--- Material shown Enclosed Below ---

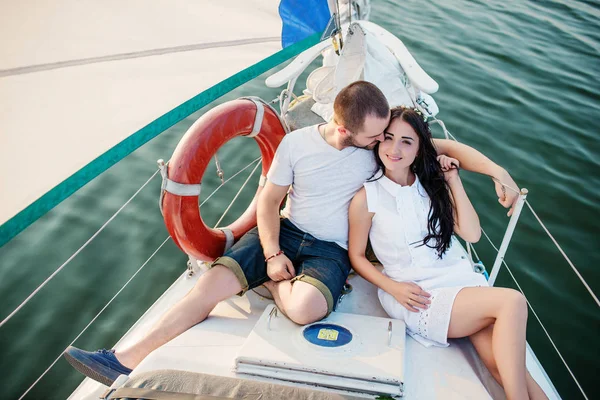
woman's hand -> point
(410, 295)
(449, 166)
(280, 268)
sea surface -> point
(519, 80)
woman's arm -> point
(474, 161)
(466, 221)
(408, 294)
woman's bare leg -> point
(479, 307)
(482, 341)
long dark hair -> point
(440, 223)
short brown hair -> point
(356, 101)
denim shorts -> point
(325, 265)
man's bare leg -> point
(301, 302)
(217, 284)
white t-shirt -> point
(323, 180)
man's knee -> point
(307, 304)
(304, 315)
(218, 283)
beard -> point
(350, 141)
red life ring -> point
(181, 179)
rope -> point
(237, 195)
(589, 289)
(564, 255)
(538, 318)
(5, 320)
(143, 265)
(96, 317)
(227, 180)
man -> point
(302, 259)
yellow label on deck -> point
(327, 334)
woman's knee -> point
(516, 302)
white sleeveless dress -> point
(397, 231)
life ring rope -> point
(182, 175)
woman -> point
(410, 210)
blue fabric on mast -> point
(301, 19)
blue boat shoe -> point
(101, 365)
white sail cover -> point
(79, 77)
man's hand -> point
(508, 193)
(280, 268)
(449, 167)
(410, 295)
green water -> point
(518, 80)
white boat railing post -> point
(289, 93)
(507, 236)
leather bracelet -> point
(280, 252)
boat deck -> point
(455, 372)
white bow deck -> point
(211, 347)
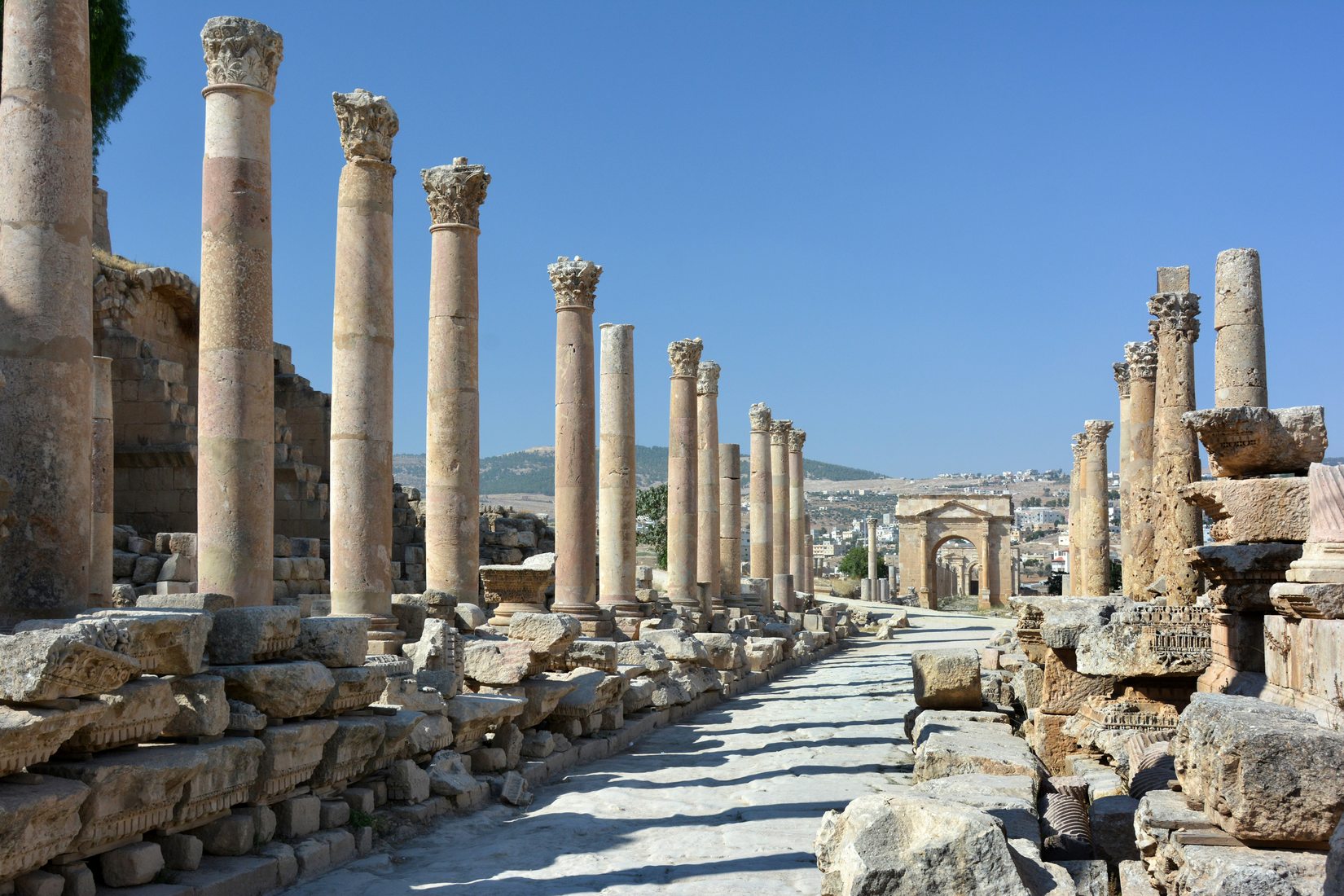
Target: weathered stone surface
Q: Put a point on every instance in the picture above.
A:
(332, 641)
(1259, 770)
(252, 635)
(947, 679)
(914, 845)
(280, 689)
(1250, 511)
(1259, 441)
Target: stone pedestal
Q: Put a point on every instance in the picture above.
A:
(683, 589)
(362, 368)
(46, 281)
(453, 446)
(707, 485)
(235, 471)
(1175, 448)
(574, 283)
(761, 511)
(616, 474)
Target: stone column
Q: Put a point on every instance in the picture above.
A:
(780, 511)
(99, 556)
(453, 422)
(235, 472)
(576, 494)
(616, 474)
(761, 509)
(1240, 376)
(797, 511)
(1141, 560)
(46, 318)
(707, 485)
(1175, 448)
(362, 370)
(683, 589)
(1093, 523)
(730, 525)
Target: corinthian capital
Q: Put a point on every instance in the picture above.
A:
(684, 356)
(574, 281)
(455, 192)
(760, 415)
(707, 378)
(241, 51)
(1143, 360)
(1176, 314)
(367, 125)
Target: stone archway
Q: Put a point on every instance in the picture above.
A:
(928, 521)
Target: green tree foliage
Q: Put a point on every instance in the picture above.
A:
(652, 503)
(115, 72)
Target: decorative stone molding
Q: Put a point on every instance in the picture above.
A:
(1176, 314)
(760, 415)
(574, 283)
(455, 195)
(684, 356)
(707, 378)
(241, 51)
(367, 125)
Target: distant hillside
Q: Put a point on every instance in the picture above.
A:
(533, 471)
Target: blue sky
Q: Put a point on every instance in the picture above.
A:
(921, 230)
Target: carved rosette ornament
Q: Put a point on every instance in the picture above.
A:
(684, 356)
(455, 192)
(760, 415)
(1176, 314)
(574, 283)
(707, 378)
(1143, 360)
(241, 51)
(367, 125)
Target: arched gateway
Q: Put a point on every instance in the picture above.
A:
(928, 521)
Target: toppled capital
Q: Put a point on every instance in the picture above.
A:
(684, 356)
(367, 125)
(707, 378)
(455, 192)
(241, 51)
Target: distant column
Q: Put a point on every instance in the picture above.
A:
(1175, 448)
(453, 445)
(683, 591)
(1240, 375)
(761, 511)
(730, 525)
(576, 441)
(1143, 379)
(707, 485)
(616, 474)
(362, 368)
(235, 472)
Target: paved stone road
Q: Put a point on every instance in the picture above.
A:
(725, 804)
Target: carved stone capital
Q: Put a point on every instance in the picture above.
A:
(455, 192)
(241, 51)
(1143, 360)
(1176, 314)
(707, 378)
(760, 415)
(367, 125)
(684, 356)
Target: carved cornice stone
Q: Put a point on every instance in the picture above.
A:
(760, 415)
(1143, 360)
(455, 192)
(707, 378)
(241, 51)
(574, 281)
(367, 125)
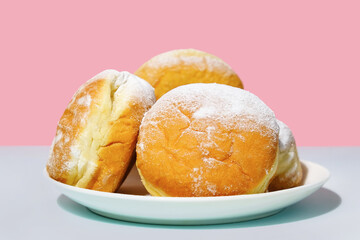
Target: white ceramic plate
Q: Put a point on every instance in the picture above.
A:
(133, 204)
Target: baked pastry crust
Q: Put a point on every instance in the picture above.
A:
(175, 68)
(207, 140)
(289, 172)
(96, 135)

--- End of Enclosed Material shown ---

* [Directions for this task]: Write out the entries above in full and exactly; no pictures.

* [Result of the exercise]:
woman's hand -> point
(410, 295)
(449, 166)
(280, 268)
sea surface -> point
(519, 80)
woman's arm -> point
(474, 161)
(466, 221)
(408, 294)
woman's bare leg -> point
(479, 307)
(482, 341)
long dark hair -> point
(440, 223)
short brown hair -> point
(356, 101)
denim shorts -> point
(325, 265)
man's bare leg -> point
(301, 302)
(217, 284)
white t-shirt -> point
(323, 180)
man's knee -> point
(307, 304)
(304, 315)
(218, 283)
beard -> point
(350, 141)
red life ring -> point
(181, 179)
rope -> point
(237, 195)
(589, 289)
(564, 255)
(538, 318)
(5, 320)
(143, 265)
(96, 317)
(227, 180)
man -> point
(302, 259)
yellow label on deck -> point
(327, 334)
woman's knee -> point
(516, 302)
white sleeveless dress -> point
(397, 231)
life ring rope -> point
(182, 175)
woman -> point
(410, 210)
blue fabric on mast -> point
(301, 19)
blue boat shoe -> point
(101, 365)
white sail cover -> point
(79, 77)
man's hand -> point
(508, 193)
(280, 268)
(449, 167)
(410, 295)
green water -> point
(518, 80)
white boat railing post -> point
(289, 93)
(507, 236)
leather bracelet -> point
(280, 252)
boat deck -> point
(455, 372)
white bow deck -> point
(211, 347)
Target: weathered stone surface
Q: Put a point on every instance in the picture above.
A:
(332, 641)
(1259, 770)
(252, 635)
(947, 679)
(914, 845)
(280, 689)
(1250, 511)
(1259, 441)
Target: stone pedestal
Q: Put a point on every instance in the picture above.
A:
(683, 589)
(362, 368)
(46, 281)
(453, 446)
(707, 485)
(235, 471)
(1175, 448)
(574, 283)
(761, 511)
(616, 474)
Target: stone column
Q: Put a point on every instance in the picture above.
A:
(780, 511)
(99, 556)
(453, 422)
(235, 472)
(576, 494)
(616, 474)
(761, 509)
(1240, 376)
(797, 511)
(1141, 560)
(46, 318)
(707, 485)
(1175, 448)
(362, 370)
(683, 589)
(1093, 523)
(730, 525)
Target: corinthian capital
Q: Put a point on every instance in the picture above.
A:
(684, 356)
(574, 281)
(455, 192)
(760, 415)
(707, 378)
(241, 51)
(1143, 360)
(1176, 314)
(367, 125)
Target: stone archway
Q: Put a point on every instance in the picture above.
A:
(928, 521)
Target: green tree foliage
Q: Put a point on every instance in the picture above.
A:
(652, 503)
(115, 72)
Target: decorative stone molding
Q: Put a point on every instance in the picture above.
A:
(1176, 314)
(760, 415)
(574, 283)
(455, 195)
(684, 356)
(707, 378)
(241, 51)
(367, 125)
Target: distant hillside
Q: Put a point on every instance in the picture above.
A:
(533, 471)
Target: blue sky
Q: Put a point on every instance in the picture above.
A:
(921, 230)
Target: carved rosette ornament
Q: Put a point on every instance in the picture above.
A:
(684, 356)
(455, 192)
(760, 415)
(1176, 314)
(574, 283)
(707, 378)
(1143, 360)
(241, 51)
(367, 125)
Target: arched gateway
Q: Put a point on every instance in the picture above.
A:
(928, 521)
Target: toppled capital
Q: Put a point on every instance in the picture above.
A:
(684, 356)
(367, 125)
(707, 378)
(455, 192)
(241, 51)
Target: distant column
Q: Put a point on every instance in the picture above.
A:
(1175, 448)
(453, 445)
(683, 591)
(1240, 375)
(761, 511)
(730, 525)
(576, 441)
(1143, 379)
(707, 485)
(616, 474)
(362, 368)
(235, 472)
Target: paved stone road
Q: Put a point on every instance in the picture above.
A:
(725, 804)
Target: carved stone capital
Q: Put a point on every instance in the picture above.
A:
(455, 192)
(241, 51)
(1143, 360)
(1176, 314)
(707, 378)
(760, 415)
(367, 125)
(684, 356)
Target: carved cornice stone
Q: Put a point on every instance in the picture above.
A:
(760, 415)
(1143, 360)
(455, 192)
(707, 378)
(241, 51)
(574, 281)
(367, 125)
Target: white ceramic plate
Q: Put a point on every instance in the picture above.
A:
(133, 204)
Target: baked pastry crust
Q: Put a point on every instance in the picture above.
A:
(175, 68)
(207, 140)
(289, 172)
(96, 135)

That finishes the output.